◆ **TEXT BLOCK**

════════════════

What is a Compromise Agreement?
Before 29 July 2013 settlement agreements were know as compromise agreements.
A compromise/settlement agreement is when the employer and employee mutually agree to bring the contract of employment to an end. Within the agreement there will normally be a provision which removes the rights of the employee to bring any form of legal action against his or her employer. In exchange for giving up the right to make a claim there will often be a pay out made to the employee.
What payment against compromise agreement can be expected?
The type of payment that the employee can be expected to receive will obviously depend upon the salary that he or she receives. However, they will often contain a certain number of standard clauses, these are:
Outstanding salary & holiday pay
The compromise agreement will inform the employee of when the contract will terminate. As such they will be paid up until the date of termination. They will also be paid any holiday pay which they have yet to take.

════════════════

◆ **DATASET EXCERPT**
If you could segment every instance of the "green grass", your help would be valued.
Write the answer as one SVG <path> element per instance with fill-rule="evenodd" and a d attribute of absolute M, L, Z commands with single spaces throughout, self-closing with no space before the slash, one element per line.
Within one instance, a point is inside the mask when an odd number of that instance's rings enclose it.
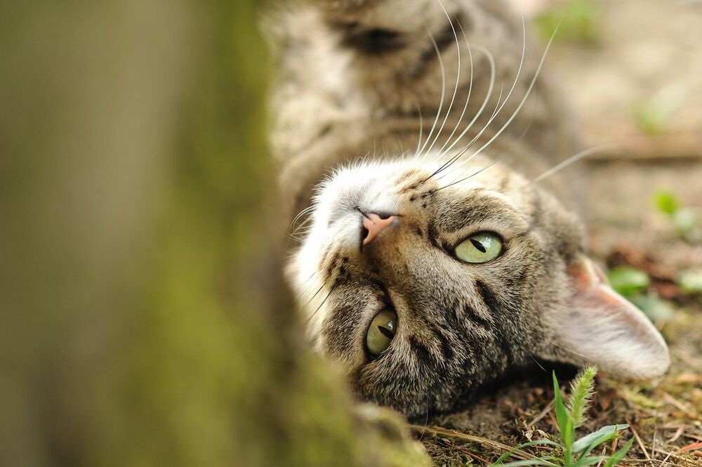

════════════════

◆ **GIVEN INSTRUCTION 1**
According to the compromise agreement text, what is often given to the employee in exchange for giving up the right to make a claim?
◆ **GIVEN INSTRUCTION 2**
Rewrite the part of the compromise agreement text between "The type of" and "yet to take.", inclusive, putting "leave pay" where "holiday pay" appears.
◆ **GIVEN INSTRUCTION 3**
Pick up the compromise agreement text after its last sentence and keep writing.

◆ **EXPECTED OUTPUT 1**
A pay out.

◆ **EXPECTED OUTPUT 2**
The type of payment that the employee can be expected to receive will obviously depend upon the salary that he or she receives. However, they will often contain a certain number of standard clauses, these are:
Outstanding salary & leave pay
The compromise agreement will inform the employee of when the contract will terminate. As such they will be paid up until the date of termination. They will also be paid any leave pay which they have yet to take.

◆ **EXPECTED OUTPUT 3**
Ex Gracia Payment:
This clause will explain the payment that they are to receive in compensation for the loss of employment and the loss of rights that they are signing away. This will often include the amount of notice pay they are losing out on but on top of that will normally be a few months more pay depending on their desire to end things amicably. (For example if you have 2 months notice in your contract they might offer you 4 months payment, 2 of which to cover your notice and 2 as an extra perk). The payment is tax free up to £30,000
Although the ex-gracia payment is tax free, the employee will normally have to indemnify the employer in respect of any other tax that may be payable. So they will be made to pay the tax if the employer is suddenly hit with another tax bill surrounding the compromise agreement.
Waiver of claims:
As mentioned above the compromise agreement will require the employee to sign away any rights that they have to bring a claim against their employer.
Although not in every compromise agreement, there might be a clause which requires the employee to keep any information which they have come into contact with during their employment confidential. Employees are also often required to keep the existence of the compromise agreement and the terms within it confidential.
Why do you need us?
To complete a compromise agreement you need to have it independently verified by a solicitor.
Our solicitors are able to do this for you at no cost to you. This is because the employer normally has to pay all legal expenses that are accrued in the handling of the compromise agreement.
So if you have been offered a compromise agreement and wish to accept it then please do not hesitate to contact us on 0800 756 6605 where one of our team members will be able to talk you through what happens next.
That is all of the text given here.